Dataset entries -
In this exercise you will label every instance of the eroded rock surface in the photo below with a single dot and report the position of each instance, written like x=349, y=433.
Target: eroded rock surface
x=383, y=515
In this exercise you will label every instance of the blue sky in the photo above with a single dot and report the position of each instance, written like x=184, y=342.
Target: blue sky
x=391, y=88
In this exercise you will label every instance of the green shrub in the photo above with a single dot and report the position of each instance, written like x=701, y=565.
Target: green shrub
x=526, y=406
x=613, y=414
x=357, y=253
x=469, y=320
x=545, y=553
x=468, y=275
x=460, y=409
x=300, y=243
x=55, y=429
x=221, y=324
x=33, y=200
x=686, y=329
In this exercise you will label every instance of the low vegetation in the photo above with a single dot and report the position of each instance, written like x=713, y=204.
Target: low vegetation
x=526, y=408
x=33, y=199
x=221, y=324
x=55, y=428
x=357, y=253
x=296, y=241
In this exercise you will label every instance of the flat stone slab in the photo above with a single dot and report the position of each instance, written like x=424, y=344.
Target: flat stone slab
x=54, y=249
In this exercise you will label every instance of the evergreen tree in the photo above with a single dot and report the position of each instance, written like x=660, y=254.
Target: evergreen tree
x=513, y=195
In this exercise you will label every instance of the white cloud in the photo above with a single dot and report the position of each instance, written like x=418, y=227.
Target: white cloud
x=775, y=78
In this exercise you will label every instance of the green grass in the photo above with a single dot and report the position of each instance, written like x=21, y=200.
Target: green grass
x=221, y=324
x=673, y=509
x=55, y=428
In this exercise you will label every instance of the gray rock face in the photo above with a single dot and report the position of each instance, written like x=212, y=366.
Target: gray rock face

Prompt - Give the material above again, word for word.

Solution -
In this exercise you will label every instance of the eroded rock surface in the photo below with a single dot and report the position of each instance, written like x=349, y=433.
Target: eroded rock surface
x=383, y=515
In this exercise you will label every instance of the blue sky in the photo above with a single dot and report the position of each instance, written like x=184, y=342.
Target: blue sky
x=391, y=88
In this exercise you will label every instance of the green shrub in the photo above with a single dot and report the position of each instance, written like x=701, y=565.
Target: green shrub
x=526, y=406
x=613, y=414
x=357, y=253
x=469, y=320
x=545, y=553
x=468, y=275
x=460, y=409
x=300, y=243
x=55, y=429
x=221, y=324
x=33, y=200
x=686, y=329
In this exercise you will label every instance of the low vegetation in the photo above with a single dot and report the position of each instance, written like x=713, y=204.
Target: low vegetation
x=526, y=408
x=33, y=199
x=221, y=324
x=55, y=428
x=357, y=253
x=296, y=241
In this exercise you will label every instance of the flat stone slab in the photo above with a single dot and report the position of each instance, written like x=424, y=344.
Target: flat stone slab
x=54, y=249
In this exercise you will label every instance of the evergreen tree in the photo above with a single dot and report the position of each instance, written like x=660, y=254.
Target: evergreen tree
x=513, y=195
In this exercise you will label every instance of the white cloud in the photo above with a single dot and report the position of each instance, written like x=418, y=227.
Target: white cloud
x=775, y=78
In this exercise you will label every instance of the green grass in the photo above with a single dot and report the position of each instance, written like x=21, y=200.
Target: green grass
x=221, y=324
x=673, y=509
x=55, y=428
In this exercise you will label every instance of the gray rock face in the photo above with a single dot and report the position of each instance, written like x=212, y=366.
Target: gray rock face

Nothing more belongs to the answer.